What the task asks: Tally the lines of the records below that contain the string "hockey", treating uppercase and lowercase as different, and reply with the number alone.

========

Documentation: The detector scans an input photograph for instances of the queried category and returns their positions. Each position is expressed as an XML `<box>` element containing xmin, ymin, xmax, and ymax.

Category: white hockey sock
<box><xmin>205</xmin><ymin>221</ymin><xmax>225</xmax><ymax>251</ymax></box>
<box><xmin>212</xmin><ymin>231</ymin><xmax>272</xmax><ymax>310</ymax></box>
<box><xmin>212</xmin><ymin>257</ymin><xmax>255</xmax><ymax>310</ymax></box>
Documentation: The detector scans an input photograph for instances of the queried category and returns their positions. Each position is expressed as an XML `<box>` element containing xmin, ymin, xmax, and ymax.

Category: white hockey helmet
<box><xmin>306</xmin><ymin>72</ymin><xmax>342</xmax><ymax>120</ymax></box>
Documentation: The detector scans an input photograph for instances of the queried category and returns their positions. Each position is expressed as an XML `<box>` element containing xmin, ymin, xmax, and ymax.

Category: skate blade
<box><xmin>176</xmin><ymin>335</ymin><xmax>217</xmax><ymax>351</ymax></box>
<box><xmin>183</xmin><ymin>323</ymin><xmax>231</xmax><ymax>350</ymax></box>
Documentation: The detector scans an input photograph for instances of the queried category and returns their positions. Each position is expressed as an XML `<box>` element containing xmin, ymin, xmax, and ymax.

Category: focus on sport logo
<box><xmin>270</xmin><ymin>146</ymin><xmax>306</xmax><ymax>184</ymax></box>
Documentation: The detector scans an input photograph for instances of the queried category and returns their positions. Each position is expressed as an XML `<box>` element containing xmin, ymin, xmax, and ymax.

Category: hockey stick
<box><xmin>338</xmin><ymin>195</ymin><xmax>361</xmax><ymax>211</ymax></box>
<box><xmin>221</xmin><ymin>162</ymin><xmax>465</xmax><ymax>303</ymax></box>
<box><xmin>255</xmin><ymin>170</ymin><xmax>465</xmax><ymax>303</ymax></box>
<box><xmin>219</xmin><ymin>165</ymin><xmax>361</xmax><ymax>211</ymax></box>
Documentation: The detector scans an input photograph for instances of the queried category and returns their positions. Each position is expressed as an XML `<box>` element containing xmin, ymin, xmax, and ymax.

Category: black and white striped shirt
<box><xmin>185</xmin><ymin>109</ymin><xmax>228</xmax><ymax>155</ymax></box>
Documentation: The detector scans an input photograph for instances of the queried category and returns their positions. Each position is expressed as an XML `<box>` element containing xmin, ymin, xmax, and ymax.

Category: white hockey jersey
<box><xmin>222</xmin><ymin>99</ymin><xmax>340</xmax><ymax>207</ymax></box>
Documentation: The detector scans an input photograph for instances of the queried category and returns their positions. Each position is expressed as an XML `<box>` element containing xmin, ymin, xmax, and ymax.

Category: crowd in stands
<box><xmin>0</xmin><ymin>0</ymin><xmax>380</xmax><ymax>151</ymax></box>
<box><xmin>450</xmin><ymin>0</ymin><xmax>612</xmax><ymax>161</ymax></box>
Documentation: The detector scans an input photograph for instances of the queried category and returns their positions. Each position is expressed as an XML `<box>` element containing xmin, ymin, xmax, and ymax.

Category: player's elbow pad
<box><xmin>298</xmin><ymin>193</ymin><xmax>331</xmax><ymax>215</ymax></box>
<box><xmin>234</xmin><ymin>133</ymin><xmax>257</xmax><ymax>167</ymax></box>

========

Complete response: 4